----- Record excerpts

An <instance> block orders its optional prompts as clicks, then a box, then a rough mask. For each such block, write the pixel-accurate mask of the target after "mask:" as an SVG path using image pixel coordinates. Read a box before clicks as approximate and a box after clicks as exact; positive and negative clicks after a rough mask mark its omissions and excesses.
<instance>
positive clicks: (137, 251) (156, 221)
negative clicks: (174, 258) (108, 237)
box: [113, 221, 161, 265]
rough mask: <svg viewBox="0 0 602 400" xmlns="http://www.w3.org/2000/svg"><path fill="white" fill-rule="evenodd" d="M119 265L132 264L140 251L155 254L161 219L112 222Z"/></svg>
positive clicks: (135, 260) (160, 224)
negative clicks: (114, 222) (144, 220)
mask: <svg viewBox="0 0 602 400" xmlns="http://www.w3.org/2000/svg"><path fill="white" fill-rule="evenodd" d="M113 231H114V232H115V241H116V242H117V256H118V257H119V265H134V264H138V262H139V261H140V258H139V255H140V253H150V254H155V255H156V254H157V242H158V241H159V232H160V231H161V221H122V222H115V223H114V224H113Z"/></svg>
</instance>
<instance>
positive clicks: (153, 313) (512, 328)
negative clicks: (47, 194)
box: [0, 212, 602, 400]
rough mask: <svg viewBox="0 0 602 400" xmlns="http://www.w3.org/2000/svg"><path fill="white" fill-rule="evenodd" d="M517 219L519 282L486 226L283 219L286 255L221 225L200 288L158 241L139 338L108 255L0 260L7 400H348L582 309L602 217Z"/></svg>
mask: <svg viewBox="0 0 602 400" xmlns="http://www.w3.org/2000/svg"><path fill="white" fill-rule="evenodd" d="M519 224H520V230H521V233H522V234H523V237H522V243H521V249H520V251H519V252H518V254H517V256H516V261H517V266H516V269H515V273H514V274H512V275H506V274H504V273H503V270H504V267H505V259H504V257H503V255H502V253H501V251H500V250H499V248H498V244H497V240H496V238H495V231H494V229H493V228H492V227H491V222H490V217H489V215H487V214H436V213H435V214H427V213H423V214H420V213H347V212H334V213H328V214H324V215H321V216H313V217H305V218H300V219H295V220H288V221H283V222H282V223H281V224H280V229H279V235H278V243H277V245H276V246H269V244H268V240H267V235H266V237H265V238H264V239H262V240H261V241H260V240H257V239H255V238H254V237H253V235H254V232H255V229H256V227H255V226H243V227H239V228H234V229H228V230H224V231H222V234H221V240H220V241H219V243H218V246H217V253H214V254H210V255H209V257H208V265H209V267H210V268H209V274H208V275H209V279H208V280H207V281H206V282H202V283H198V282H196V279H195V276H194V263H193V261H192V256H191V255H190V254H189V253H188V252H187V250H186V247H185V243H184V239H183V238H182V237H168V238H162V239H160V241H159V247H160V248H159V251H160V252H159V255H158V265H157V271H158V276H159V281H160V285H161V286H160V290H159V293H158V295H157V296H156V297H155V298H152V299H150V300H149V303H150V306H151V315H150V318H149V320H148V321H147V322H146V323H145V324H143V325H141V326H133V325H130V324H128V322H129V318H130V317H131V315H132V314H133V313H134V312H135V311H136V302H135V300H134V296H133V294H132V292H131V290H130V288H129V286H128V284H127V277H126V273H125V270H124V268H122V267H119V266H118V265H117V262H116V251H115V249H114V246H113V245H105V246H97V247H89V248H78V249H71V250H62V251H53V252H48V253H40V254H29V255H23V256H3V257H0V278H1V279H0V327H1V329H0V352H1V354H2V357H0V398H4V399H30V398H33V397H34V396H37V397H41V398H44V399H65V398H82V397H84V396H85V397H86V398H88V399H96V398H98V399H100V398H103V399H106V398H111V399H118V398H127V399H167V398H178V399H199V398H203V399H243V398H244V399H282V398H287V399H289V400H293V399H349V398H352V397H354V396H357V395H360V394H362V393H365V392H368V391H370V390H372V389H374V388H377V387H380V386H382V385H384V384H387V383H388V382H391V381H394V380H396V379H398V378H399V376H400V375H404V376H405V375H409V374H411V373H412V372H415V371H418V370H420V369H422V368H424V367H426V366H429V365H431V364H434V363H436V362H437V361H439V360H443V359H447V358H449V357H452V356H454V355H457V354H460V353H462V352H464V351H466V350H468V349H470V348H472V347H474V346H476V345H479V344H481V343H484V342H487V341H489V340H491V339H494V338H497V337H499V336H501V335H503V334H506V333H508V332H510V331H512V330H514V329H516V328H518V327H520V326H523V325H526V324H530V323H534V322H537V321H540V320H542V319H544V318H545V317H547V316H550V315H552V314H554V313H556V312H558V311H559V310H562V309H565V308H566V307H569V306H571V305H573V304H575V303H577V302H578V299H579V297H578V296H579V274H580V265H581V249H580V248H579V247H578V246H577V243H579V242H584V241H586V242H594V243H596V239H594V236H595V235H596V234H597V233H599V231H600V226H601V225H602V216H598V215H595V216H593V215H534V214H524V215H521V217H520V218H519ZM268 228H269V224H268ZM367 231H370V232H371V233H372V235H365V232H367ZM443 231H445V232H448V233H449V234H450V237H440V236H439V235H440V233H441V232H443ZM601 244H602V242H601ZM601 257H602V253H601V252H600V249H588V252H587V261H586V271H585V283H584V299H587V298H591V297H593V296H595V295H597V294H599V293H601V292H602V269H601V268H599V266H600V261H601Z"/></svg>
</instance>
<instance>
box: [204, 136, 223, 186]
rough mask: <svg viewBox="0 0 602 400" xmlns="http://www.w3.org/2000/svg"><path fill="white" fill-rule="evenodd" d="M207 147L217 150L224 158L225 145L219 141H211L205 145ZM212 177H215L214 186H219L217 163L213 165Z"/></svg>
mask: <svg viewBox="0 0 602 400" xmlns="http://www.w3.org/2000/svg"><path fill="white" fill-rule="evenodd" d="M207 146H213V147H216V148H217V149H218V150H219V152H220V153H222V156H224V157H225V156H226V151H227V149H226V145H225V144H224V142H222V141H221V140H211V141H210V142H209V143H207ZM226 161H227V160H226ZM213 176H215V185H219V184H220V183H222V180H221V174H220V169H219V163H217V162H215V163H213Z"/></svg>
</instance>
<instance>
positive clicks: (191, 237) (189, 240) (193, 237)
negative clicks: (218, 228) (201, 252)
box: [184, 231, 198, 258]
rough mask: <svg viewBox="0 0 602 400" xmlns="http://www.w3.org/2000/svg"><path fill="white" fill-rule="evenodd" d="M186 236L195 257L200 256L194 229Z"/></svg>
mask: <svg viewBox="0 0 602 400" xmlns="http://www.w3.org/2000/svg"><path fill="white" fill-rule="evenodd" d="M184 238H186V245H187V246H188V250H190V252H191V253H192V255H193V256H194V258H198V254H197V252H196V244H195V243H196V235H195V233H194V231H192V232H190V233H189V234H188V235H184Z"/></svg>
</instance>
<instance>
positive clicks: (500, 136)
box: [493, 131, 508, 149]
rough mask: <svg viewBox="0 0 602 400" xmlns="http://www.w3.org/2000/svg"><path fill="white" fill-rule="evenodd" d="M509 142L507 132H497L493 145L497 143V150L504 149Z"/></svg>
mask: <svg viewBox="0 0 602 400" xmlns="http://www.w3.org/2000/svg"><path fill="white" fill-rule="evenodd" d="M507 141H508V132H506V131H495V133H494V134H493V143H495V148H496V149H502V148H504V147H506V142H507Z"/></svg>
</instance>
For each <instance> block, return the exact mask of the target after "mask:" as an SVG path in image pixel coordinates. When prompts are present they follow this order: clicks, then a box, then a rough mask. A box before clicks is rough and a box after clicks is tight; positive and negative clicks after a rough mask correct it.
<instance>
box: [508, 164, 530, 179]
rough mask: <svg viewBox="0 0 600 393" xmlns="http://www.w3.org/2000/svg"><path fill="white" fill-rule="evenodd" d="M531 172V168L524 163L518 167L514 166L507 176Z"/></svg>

----------

> [Exercise requirements]
From the very first line of the data through the line with "box: [0, 212, 602, 400]" in it, please reproduce each line exactly and output nothing more.

> [Answer to this problem]
An <instance> block orders its optional prompts as clicks, then a box, then a rough mask. For each such block, write the pixel-accurate mask of the target after "mask:" as an SVG path using image pixel coordinates. Read a box before clicks as approximate and a box after clicks as exact; positive and negative clicks after a rough mask mark its omissions and excesses.
<instance>
positive clicks: (137, 251) (156, 221)
negative clicks: (174, 258) (108, 237)
box: [113, 221, 161, 265]
rough mask: <svg viewBox="0 0 602 400" xmlns="http://www.w3.org/2000/svg"><path fill="white" fill-rule="evenodd" d="M119 265L132 264L140 251L155 254L161 219L112 222Z"/></svg>
positive clicks: (135, 260) (160, 224)
negative clicks: (114, 222) (144, 220)
mask: <svg viewBox="0 0 602 400" xmlns="http://www.w3.org/2000/svg"><path fill="white" fill-rule="evenodd" d="M113 231H114V232H115V241H116V242H117V256H118V257H119V265H134V264H138V262H139V261H140V258H139V255H140V253H150V254H155V255H156V254H157V242H158V241H159V232H160V231H161V221H122V222H115V223H114V224H113Z"/></svg>
</instance>
<instance>
positive clicks: (153, 313) (512, 328)
negative clicks: (47, 194)
box: [0, 212, 602, 400]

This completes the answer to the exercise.